*Aim*
Rewrite only the lines from the one holding "Identify the white" through the end of the records, inclusive, keeping the requests. Offset every bounding box coordinate in the answers by adding 73, and leave the requests and their format samples unchanged.

*Dataset extract*
__________________________________________________

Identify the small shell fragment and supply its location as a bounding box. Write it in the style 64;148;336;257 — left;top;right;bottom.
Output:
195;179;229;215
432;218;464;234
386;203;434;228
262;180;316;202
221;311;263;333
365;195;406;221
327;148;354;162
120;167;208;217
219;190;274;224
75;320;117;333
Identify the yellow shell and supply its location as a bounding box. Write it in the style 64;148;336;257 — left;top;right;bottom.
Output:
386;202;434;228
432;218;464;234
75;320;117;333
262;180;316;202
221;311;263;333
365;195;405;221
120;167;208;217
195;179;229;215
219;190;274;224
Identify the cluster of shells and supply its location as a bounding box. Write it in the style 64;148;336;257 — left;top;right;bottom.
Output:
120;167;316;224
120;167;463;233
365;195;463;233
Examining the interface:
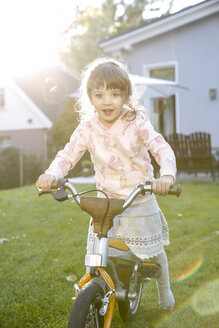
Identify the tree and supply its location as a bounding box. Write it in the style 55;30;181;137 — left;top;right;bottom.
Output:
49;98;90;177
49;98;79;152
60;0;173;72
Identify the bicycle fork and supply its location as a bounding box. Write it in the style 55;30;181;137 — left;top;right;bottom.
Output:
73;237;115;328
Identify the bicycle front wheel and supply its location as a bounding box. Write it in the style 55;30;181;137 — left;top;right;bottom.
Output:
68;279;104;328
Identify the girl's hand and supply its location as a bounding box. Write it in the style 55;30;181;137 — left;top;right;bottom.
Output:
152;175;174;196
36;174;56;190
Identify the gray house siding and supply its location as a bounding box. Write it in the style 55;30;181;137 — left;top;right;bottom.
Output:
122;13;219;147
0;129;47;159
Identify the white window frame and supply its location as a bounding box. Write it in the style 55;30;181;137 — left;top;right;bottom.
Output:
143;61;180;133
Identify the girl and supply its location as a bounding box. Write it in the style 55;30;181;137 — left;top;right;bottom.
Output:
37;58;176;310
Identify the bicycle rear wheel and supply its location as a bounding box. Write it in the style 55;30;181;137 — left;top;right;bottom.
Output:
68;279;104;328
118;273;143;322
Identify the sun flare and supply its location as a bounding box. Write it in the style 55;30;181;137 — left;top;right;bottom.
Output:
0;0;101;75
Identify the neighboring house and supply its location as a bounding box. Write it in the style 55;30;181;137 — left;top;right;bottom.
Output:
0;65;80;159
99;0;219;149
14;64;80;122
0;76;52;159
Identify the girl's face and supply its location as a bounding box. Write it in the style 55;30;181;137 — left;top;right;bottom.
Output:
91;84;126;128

__________________________________________________

*The output*
Identify the white window frame and supply its location as a bounding box. Write it in the style 55;30;181;137 — left;top;right;bottom.
Output:
216;134;253;206
Identify the girl and supply its location as a bounding box. Write it in the style 55;30;181;137 — left;top;right;bottom.
Output:
110;131;249;383
Identify the bicycle rear wheel and supply its location as a bounding box. Write it in the style 55;30;181;137 — left;top;right;bottom.
Output:
141;352;177;401
191;346;216;395
Identify the sun flare and supply its location as a bounding box. Write it in the style 55;30;181;137 — left;top;right;bottom.
Output:
73;73;174;148
Identify the neighboring house and supply its location as a bounding box. Write it in the style 55;30;181;137 — left;top;right;bottom.
Output:
73;138;153;232
172;73;292;222
87;137;153;195
73;149;125;232
Identify the girl's face and supply its location as a bounding box. Write it in the style 55;30;181;137 — left;top;right;bottom.
Output:
164;157;199;201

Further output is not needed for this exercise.